§ Short exercise 1
In the trout fishing thread below, copy everything from "The cold weather" down to "released after netting.", swapping "Brown Trout" for "Rainbow Trout".

# Arkansas Guided White River Trout fishing trips



## Capps Guide Service Inc.

Our weather is cold in North Arkansas today but the trout fishing remains good on the White River. If anyone is looking for a fishing trip get away we are offering a 20% discount on Lodging and guided fishing trips through the end of January 2017


----------



## Capps Guide Service Inc.

*Nice Brown Trout caught last week*

The cold weather slows down the crowds in December but the Brown Trout are still biting this time of year. This nice pre-spawn fish was caught and released after netting.


----------



## Zeitgeist

Glad to see you on the board. My parents lived in Mountain Home for more than 15 years. To this day, I still make an annual pilgrimage to fish the White. Need to look you up next year. Is it true that fishing for browns with crawfish is the equivalent of fishing for speckled trout with croaker on the coast? Ha ha!

§ Short exercise 2
In the first block of entries, format everything from the line containing "Point to the white" down to the line containing "Target: white headphone" as a Markdown table with the columns Row and Line. Give each line its own row and skip blank lines.

§ Exercise material

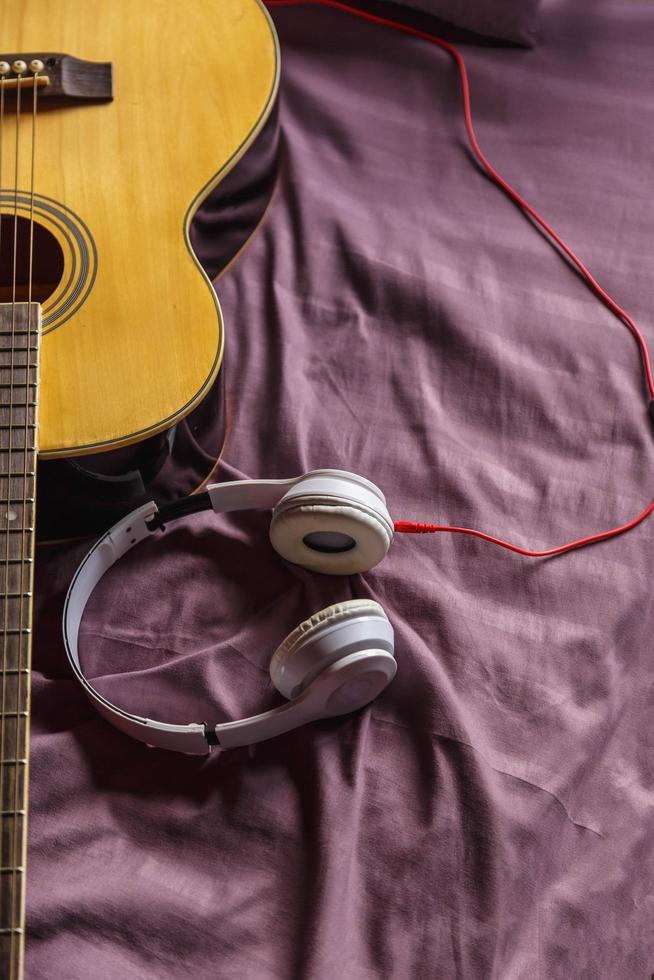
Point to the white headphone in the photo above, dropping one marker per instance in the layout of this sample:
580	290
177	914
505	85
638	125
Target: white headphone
...
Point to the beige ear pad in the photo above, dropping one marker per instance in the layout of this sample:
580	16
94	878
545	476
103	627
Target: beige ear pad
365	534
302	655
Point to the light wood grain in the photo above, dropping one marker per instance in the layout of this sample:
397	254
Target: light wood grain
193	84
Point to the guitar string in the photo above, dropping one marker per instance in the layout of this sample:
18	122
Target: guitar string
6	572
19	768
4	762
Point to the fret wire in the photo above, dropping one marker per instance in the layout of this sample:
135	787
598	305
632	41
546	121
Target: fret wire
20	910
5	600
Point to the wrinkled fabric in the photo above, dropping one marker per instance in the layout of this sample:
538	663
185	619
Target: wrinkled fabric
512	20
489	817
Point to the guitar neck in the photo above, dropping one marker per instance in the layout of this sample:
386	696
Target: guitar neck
--
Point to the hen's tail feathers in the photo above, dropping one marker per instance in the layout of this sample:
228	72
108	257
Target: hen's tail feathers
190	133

§ Task solution 1
The cold weather slows down the crowds in December but the Rainbow Trout are still biting this time of year. This nice pre-spawn fish was caught and released after netting.

§ Task solution 2
| Row | Line |
|---|---|
| 1 | Point to the white headphone in the photo above, dropping one marker per instance in the layout of this sample: |
| 2 | 580	290 |
| 3 | 177	914 |
| 4 | 505	85 |
| 5 | 638	125 |
| 6 | Target: white headphone |